### What the task asks
Continue the baseball prospects notebook from where it stops, picking up after its last sentence.

Sunday, October 18, 2015

Clutchlings Notebook - Off Season Edition

Jack Murphy
Canberra Times photo
The minor league season has been over for six weeks now, but that doesn't mean an end to baseball activity for prospects.

   Instructional League play has been taking place in both Florida and Arizona since late September. Organizations invite their top prospects (most of them from the lower levels) for further instruction and refinement.  The Blue Jays hold their Instructs camp at their Dunedin complex - prospects work on skills in the morning, then play games in the afternoon against other minor league instructional league teams from the area.
   News from Instructs can be sketchy.  I do have a couple of Florida-based sources who have updated me on the progress of several prospects.  Stats are barely kept, and they can be misleading, as prospects are trying to put newly learned skills into game use. Former Jays greats George Bell and Ernie Whitt were on hand to help with the instruction - Whitt, who managed Canada to an incredible Gold Medal win at the Pan Am Games, will be once again guiding a Canadian team this fall.  This time, the former Catcher will lead the senior men's team at the International Baseball Federation's Premier 12 tournament in Taiwan.  This tournament involves the top ten ranked baseball countries in the world (Canada sits at 7th), and opens November 8th.   I'm still waiting to find out about Canada's roster, but we do know at this point that Justin Atkinson, who started the year at Lansing, and finished at Vancouver, will be on it.  The 5th year pro, a 26th round pick out of North Surrey (BC) HS, can catch and play the corner infield positions.  He will be called upon to be a back up at all three of those spots at this tournament.  Canada plays 3rd ranked Cuba in their opening game.

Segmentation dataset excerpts
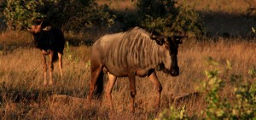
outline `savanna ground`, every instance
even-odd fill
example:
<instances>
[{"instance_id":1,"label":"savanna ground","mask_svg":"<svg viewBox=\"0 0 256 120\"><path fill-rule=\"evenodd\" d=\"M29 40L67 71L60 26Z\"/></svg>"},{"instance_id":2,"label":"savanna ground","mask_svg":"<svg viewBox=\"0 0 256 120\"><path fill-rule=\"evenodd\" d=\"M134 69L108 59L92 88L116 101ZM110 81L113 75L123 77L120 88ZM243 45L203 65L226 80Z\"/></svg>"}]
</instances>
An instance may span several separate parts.
<instances>
[{"instance_id":1,"label":"savanna ground","mask_svg":"<svg viewBox=\"0 0 256 120\"><path fill-rule=\"evenodd\" d=\"M250 1L256 4L255 0ZM100 3L105 1L98 1ZM111 8L124 14L134 11L134 2L115 1ZM108 2L107 3L109 3ZM163 86L160 111L171 106L186 106L185 114L198 116L207 103L200 93L206 79L205 70L209 57L218 63L221 77L236 74L244 80L255 81L248 70L256 67L255 37L250 38L251 27L256 27L255 18L248 16L250 7L246 1L193 0L179 4L195 5L203 15L206 29L211 37L204 40L189 39L178 50L180 75L172 77L162 71L157 75ZM125 8L127 9L125 10ZM254 14L255 15L255 14ZM113 89L115 111L103 97L87 105L86 96L90 80L90 44L100 36L112 31L97 31L89 33L65 33L68 41L64 52L62 80L55 64L55 85L43 85L43 65L39 50L32 45L32 36L26 31L5 31L0 35L0 117L3 119L154 119L156 90L147 77L137 77L136 111L131 113L129 83L126 77L118 78ZM229 38L222 34L227 32ZM90 41L88 41L90 39ZM91 42L92 41L92 42ZM225 71L226 60L232 69ZM233 86L227 85L220 97L234 98ZM107 83L107 80L105 81ZM197 119L196 117L195 119Z\"/></svg>"}]
</instances>

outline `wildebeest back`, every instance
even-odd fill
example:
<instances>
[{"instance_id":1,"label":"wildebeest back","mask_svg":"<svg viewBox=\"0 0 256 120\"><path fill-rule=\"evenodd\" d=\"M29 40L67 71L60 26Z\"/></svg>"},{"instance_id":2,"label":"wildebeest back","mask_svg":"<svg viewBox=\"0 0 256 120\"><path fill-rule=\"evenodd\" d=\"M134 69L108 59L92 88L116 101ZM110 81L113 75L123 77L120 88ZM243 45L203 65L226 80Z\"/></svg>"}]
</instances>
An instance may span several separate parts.
<instances>
[{"instance_id":1,"label":"wildebeest back","mask_svg":"<svg viewBox=\"0 0 256 120\"><path fill-rule=\"evenodd\" d=\"M65 39L62 31L52 27L49 31L41 31L38 33L34 33L34 43L39 49L52 49L63 54Z\"/></svg>"}]
</instances>

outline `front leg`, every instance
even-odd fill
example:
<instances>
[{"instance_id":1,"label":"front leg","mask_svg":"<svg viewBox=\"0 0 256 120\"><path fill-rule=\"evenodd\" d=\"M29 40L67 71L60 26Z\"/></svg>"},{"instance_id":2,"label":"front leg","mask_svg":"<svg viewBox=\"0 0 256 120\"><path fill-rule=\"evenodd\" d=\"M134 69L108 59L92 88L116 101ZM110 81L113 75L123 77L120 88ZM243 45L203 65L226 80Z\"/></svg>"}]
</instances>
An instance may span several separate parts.
<instances>
[{"instance_id":1,"label":"front leg","mask_svg":"<svg viewBox=\"0 0 256 120\"><path fill-rule=\"evenodd\" d=\"M135 74L130 73L128 75L129 77L129 83L130 83L130 92L131 92L131 111L134 113L134 101L135 101L135 95L136 95L136 83L135 83Z\"/></svg>"},{"instance_id":2,"label":"front leg","mask_svg":"<svg viewBox=\"0 0 256 120\"><path fill-rule=\"evenodd\" d=\"M43 57L43 68L44 68L44 85L47 84L47 64L46 64L46 55L42 53Z\"/></svg>"},{"instance_id":3,"label":"front leg","mask_svg":"<svg viewBox=\"0 0 256 120\"><path fill-rule=\"evenodd\" d=\"M59 58L59 69L60 69L60 74L61 80L63 79L63 74L62 74L62 54L58 53L58 58Z\"/></svg>"},{"instance_id":4,"label":"front leg","mask_svg":"<svg viewBox=\"0 0 256 120\"><path fill-rule=\"evenodd\" d=\"M53 66L53 57L54 57L54 52L51 50L49 52L49 84L52 85L53 84L53 78L52 78L52 72L54 70L54 66Z\"/></svg>"}]
</instances>

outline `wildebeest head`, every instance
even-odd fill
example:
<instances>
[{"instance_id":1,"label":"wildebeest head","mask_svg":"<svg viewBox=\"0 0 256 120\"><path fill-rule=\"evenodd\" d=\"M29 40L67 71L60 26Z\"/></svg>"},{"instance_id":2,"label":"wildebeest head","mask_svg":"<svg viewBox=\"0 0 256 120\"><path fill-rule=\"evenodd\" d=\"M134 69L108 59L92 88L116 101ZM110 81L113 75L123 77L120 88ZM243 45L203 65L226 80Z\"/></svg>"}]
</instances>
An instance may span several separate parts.
<instances>
[{"instance_id":1,"label":"wildebeest head","mask_svg":"<svg viewBox=\"0 0 256 120\"><path fill-rule=\"evenodd\" d=\"M31 31L34 34L36 33L39 33L42 30L42 24L43 24L43 20L42 21L38 21L38 22L35 22L34 25L32 25L31 26L31 28L27 28L28 31Z\"/></svg>"},{"instance_id":2,"label":"wildebeest head","mask_svg":"<svg viewBox=\"0 0 256 120\"><path fill-rule=\"evenodd\" d=\"M151 36L151 39L155 40L157 44L164 47L166 50L166 63L164 63L164 72L171 74L172 77L179 75L179 67L177 66L177 49L178 44L183 43L183 38L188 37L186 34L183 36L173 35L171 37L166 36Z\"/></svg>"}]
</instances>

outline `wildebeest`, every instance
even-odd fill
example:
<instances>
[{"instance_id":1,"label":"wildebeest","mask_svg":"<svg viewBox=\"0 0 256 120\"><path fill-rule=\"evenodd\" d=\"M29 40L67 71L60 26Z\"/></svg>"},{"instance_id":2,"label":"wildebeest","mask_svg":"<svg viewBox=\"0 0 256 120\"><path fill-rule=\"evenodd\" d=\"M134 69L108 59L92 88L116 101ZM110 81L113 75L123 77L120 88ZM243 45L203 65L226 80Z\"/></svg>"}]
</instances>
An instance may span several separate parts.
<instances>
[{"instance_id":1,"label":"wildebeest","mask_svg":"<svg viewBox=\"0 0 256 120\"><path fill-rule=\"evenodd\" d=\"M29 31L33 34L33 43L42 54L44 63L44 85L47 84L47 69L49 69L49 84L53 84L52 72L54 70L53 62L59 60L59 69L61 77L62 78L62 55L65 45L63 32L56 27L54 27L49 21L36 20L33 21ZM49 56L49 66L47 67L46 56Z\"/></svg>"},{"instance_id":2,"label":"wildebeest","mask_svg":"<svg viewBox=\"0 0 256 120\"><path fill-rule=\"evenodd\" d=\"M111 92L117 77L128 77L131 96L131 111L134 112L136 95L135 77L148 76L157 88L155 111L160 108L162 86L158 80L155 68L164 66L164 71L172 77L179 75L177 66L178 44L183 36L153 36L145 30L135 27L126 32L108 34L99 38L93 45L90 56L91 81L90 83L89 103L96 89L102 92L103 69L108 71L106 94L113 109Z\"/></svg>"}]
</instances>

### Response to the task
  We also know that Vladimir Guerrero Jr, the top ranked international free agent signed this past July, has turned a lot of heads with his power.  His first Home Run was described by Eddie Michels of Rocket Sports, a Tampa-based web broadcaster:

The shot was hit so high to left field at the Blue Jays Mattick Complex that it landed on the concrete walkway behind the 30-foot screen then bounced about half way over the clubhouse landing on the roof.  

   Guerrero hit another homer a day later, and this time my friend and frequent photo contributor @BaseballBetsy was there to capture it:

   Guerrero will probably play stateside in the GCL next year - he may not start there, but he likely will finish.  Despite his bat, the biggest challenge he faces is rebuilding his potentially high-maintenance body.  I would really like to see him embrace a better conditioning routine and diet.  Much has been made already of Guerrero not having the all around game like his father did, and while 1st Base will be his likely destination one day, it would give the organization more flexibility if Jr can change his body and develop some improved agility.   

    Even though Instructional League play has wound down, there is still baseball being played somewhere.
And one of those places is Arizona, where the Arizona Fall League began play this week.  The AFL is a chance for teams to give their top prospects additional experience playing against elite competition.  The Blue Jays have sent several players to suit up for the Salt River Rafters  river (rafting apparently is a big thing in the Phoenix area):  pitchers Justin Shafer, Chad Girodo and Brady Dragmire, as well as speedy OF Roemon Fields, IF/OF Emilio Guerrero, and 1B/DH Rowdy Tellez.  P Jeremy Gabryszwski was a late addition to the roster.
   This may not be as talented a group as others the Blue Jays have sent to the Southwest, but the bundle of prospects they gave up in July may be to blame for that.  Tellez is a masher who made it to High A in his third  pro season, and is 4-8, with a HR and 8 RBI in his first two games.  Girodo is a submarining lefty who to me has a shot at unseating Aaron Loup as the first southpaw up in the bullpen if not next year, then definitely in 2017.  His delivery makes him extremely tough on left-handed hitters.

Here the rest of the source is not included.